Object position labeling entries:
::::

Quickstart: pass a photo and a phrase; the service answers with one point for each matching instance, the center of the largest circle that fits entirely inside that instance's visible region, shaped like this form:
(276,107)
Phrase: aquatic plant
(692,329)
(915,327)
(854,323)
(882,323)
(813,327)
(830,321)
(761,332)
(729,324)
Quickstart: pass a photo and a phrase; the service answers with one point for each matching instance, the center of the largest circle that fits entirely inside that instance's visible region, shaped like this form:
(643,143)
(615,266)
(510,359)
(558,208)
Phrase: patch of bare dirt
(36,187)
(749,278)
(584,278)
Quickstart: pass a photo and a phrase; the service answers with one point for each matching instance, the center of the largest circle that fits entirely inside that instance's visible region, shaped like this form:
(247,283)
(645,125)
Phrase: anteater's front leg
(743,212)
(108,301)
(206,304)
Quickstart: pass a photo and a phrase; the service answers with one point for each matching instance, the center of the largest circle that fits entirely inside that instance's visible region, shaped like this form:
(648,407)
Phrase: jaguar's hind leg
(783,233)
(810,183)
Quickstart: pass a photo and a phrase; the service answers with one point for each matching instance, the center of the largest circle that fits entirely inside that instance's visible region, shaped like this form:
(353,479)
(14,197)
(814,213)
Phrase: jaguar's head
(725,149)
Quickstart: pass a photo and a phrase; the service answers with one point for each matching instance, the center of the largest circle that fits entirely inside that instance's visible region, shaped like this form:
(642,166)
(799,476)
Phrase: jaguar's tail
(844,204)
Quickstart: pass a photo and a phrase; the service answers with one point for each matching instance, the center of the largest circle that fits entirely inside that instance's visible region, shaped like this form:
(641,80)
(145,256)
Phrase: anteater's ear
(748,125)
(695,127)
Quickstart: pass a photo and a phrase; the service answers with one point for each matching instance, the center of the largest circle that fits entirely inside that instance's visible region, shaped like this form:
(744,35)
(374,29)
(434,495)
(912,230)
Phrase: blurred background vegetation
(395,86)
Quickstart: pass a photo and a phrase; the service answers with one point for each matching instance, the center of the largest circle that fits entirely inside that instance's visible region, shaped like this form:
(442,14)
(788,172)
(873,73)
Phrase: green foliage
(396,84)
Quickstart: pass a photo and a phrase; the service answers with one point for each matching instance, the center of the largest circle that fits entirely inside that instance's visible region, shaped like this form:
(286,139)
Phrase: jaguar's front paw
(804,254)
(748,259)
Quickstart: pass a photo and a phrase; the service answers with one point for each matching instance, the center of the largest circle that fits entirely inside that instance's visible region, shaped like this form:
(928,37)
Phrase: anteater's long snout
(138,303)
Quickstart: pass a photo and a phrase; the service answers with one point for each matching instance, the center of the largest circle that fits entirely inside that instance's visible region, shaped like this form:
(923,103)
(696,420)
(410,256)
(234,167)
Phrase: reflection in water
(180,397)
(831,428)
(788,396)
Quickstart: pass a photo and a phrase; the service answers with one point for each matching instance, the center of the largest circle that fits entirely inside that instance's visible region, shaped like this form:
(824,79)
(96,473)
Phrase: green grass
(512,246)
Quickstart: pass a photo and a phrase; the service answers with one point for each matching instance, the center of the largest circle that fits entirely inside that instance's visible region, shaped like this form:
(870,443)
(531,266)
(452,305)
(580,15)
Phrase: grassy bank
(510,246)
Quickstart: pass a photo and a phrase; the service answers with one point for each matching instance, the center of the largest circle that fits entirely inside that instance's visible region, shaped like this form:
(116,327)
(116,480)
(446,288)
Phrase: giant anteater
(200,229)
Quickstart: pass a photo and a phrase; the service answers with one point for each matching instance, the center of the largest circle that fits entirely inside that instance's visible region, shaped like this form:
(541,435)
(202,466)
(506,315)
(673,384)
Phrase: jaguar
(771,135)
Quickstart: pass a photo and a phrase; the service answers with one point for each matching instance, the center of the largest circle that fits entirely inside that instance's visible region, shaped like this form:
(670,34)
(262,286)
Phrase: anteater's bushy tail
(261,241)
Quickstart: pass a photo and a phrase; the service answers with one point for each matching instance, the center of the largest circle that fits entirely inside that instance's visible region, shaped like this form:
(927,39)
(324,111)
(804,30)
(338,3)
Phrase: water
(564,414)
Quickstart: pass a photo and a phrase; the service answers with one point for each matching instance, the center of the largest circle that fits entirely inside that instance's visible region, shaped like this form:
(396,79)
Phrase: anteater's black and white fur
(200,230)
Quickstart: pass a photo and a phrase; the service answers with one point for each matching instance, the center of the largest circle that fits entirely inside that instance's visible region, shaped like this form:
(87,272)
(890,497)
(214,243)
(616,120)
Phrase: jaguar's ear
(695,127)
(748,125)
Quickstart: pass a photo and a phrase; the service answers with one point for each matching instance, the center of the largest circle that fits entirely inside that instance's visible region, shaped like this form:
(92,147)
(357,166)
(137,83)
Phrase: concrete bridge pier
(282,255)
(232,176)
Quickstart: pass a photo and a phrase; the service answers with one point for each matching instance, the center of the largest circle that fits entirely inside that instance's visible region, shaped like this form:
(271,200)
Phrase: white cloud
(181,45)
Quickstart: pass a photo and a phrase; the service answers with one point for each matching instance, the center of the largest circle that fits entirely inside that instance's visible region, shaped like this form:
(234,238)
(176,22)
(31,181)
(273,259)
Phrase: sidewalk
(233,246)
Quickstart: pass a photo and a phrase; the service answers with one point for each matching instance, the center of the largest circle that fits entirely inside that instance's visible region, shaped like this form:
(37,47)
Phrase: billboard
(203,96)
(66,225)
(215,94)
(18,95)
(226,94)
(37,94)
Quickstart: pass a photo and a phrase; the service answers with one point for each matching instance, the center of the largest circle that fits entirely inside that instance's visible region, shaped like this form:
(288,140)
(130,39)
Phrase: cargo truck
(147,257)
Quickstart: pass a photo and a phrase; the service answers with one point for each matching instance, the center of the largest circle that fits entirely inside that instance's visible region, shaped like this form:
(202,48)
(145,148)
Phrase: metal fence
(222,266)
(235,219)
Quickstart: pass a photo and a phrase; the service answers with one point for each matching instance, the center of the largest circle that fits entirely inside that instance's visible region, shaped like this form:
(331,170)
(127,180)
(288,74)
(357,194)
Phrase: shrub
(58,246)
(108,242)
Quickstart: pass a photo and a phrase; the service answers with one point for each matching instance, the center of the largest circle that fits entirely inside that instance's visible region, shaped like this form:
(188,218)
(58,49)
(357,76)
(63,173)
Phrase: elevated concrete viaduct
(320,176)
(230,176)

::::

Copy each record from above without leaving any out.

Quickstart: pass a photo and a phrase; the service answers with one point for each matching instance, the center of the largest circle that fits entirely inside that instance's visible region, shaped like this form:
(276,107)
Phrase: aquatic plant
(692,329)
(915,327)
(854,323)
(882,323)
(813,327)
(830,321)
(761,332)
(729,324)
Quickstart: pass a photo and a phrase; the service answers with one point for each matching instance, the center of the largest circle that fits entirely inside that instance's visible region, shaped like this form:
(643,143)
(615,266)
(510,359)
(558,208)
Phrase: patch of bare dirt
(36,187)
(749,278)
(584,278)
Quickstart: pass a photo and a phrase; the service answers with one point for each matching instance, the center of the largest circle that fits entirely inside that instance's visible region, shaped like this form:
(247,283)
(645,125)
Phrase: anteater's front leg
(743,212)
(108,301)
(206,304)
Quickstart: pass a photo and a phrase; the service answers with one point for each matching instance, the center of the largest circle that fits entirely inside that instance's visible region, shaped like this form:
(648,407)
Phrase: jaguar's hind leg
(783,233)
(810,183)
Quickstart: pass a photo and a phrase; the service answers with one point for each matching instance, the center of the largest circle that fits entirely inside that instance's visible region, shaped like this form:
(353,479)
(14,197)
(814,213)
Phrase: jaguar's head
(725,149)
Quickstart: pass a photo and a phrase; the service answers with one point for each matching instance, the center of the largest circle that fits entirely inside that instance's visible region, shaped like this form:
(642,166)
(799,476)
Phrase: jaguar's tail
(844,204)
Quickstart: pass a photo and a phrase; the service answers with one point for each matching instance, the center of the largest circle that fits entirely inside that instance's visible region, shaped like this form:
(641,80)
(145,256)
Phrase: anteater's ear
(748,125)
(695,127)
Quickstart: pass a photo and a phrase; the service answers with one point for each matching instance, the center of the largest circle that fits entirely inside that instance's visible region, shaped like this form:
(744,35)
(374,29)
(434,495)
(912,230)
Phrase: blurred background vegetation
(395,86)
Quickstart: pass a photo and a phrase; the service answers with one point for each matching instance, the center of the largest circle that fits entirely inside that instance's visible region, shaped like this form:
(442,14)
(788,172)
(873,73)
Phrase: green foliage
(396,84)
Quickstart: pass a photo and a phrase; the service answers with one point for each matching instance, the center of the largest circle that fits entirely inside that instance's visible region, shaped like this form:
(286,139)
Phrase: jaguar's front paw
(804,254)
(748,259)
Quickstart: pass a photo and a phrase; the service answers with one point for each matching instance, the center of the largest circle that fits entirely inside that instance's visible region, shaped like this form:
(928,37)
Phrase: anteater's long snout
(138,303)
Quickstart: pass a photo and a phrase; the service answers with one point for each matching instance, the center of the largest circle that fits entirely inside that instance's visible region, shaped like this form:
(923,103)
(696,420)
(410,256)
(234,167)
Phrase: reflection in water
(180,397)
(831,428)
(788,396)
Quickstart: pass a photo and a phrase; the service answers with one point for each matching instance, the center of the largest circle that fits entirely inside that instance's visible region, shaped like this form:
(824,79)
(96,473)
Phrase: green grass
(512,246)
Quickstart: pass a photo and a phrase; the service answers with one point for each matching instance, the center of the largest circle that fits entirely inside that instance's visible region, shaped like this form:
(870,443)
(531,266)
(452,305)
(580,15)
Phrase: grassy bank
(510,246)
Quickstart: pass a photo and a phrase; the service answers with one point for each matching instance, the center of the largest circle that fits entirely inside that instance's visible region, shaped like this form:
(116,327)
(116,480)
(446,288)
Phrase: giant anteater
(200,229)
Quickstart: pass a photo and a phrase; the service answers with one point for each matching instance, the center of the largest circle that fits entirely inside that instance's visible region, shaped like this form:
(541,435)
(202,466)
(506,315)
(673,384)
Phrase: jaguar
(771,135)
Quickstart: pass a photo and a phrase; the service answers with one point for each matching instance, the center of the largest circle that fits entirely inside that instance's visible region, shaped like this form:
(670,34)
(262,286)
Phrase: anteater's bushy tail
(261,241)
Quickstart: pass a photo and a phrase; the service answers with one point for each matching instance, the center of the largest circle that fits entirely inside that instance's visible region, shaped like this form:
(927,39)
(324,111)
(804,30)
(338,3)
Phrase: water
(564,414)
Quickstart: pass a photo and a phrase; the service answers with one point for each matching instance, the center of the largest circle that fits entirely inside that instance's visible region, shaped like this form:
(396,79)
Phrase: anteater's black and white fur
(200,230)
Quickstart: pass a photo and a phrase; the service answers with one point for each matching instance, the center of the largest circle that fits entirely inside that instance's visible region, shaped like this form:
(87,272)
(890,497)
(214,243)
(616,120)
Phrase: jaguar's ear
(695,127)
(748,125)
Quickstart: pass a photo and a phrase; the service answers with one point for each matching instance, the center of the largest circle that fits entirely inside that instance's visible region, shaped like this form:
(92,147)
(357,166)
(137,83)
Phrase: concrete bridge pier
(282,255)
(232,176)
Quickstart: pass a photo and a phrase; the service answers with one point for each matching instance, the center of the largest circle that fits entirely inside that instance's visible region, shaped like this form:
(271,200)
Phrase: white cloud
(181,45)
Quickstart: pass a photo and a phrase; the service answers with one point for each matching instance, the center of the largest circle that fits entirely inside that instance's visible region, shaped like this form:
(234,238)
(176,22)
(31,181)
(273,259)
Phrase: sidewalk
(233,246)
Quickstart: pass a photo and a phrase; the service answers with one point for each matching instance, the center of the largest circle that fits entirely inside that instance's visible region, shaped like this form:
(37,47)
Phrase: billboard
(203,96)
(66,225)
(215,94)
(18,95)
(226,94)
(37,94)
Quickstart: pass a photo and a phrase; the service answers with one point for each matching instance, the center of the largest circle that fits entirely inside that instance's visible region, shaped like this form:
(288,140)
(130,39)
Phrase: cargo truck
(147,257)
Quickstart: pass a photo and a phrase; the service answers with one point for each matching instance, the center of the largest circle that fits entirely inside that instance's visible region, shaped like this form:
(202,48)
(145,148)
Phrase: metal fence
(222,266)
(235,219)
Quickstart: pass a photo and a phrase; the service answers with one point for each matching instance, the center of the largest circle that fits entirely inside that instance's visible region, shaped like this form:
(331,170)
(127,180)
(288,74)
(357,194)
Phrase: shrub
(58,246)
(108,242)
Quickstart: pass a photo and a phrase; the service answers with one point for each matching instance, the center of the largest circle that fits entirely inside that instance's visible region, shaped like this form:
(188,218)
(58,49)
(357,76)
(63,173)
Phrase: elevated concrete viaduct
(320,176)
(230,176)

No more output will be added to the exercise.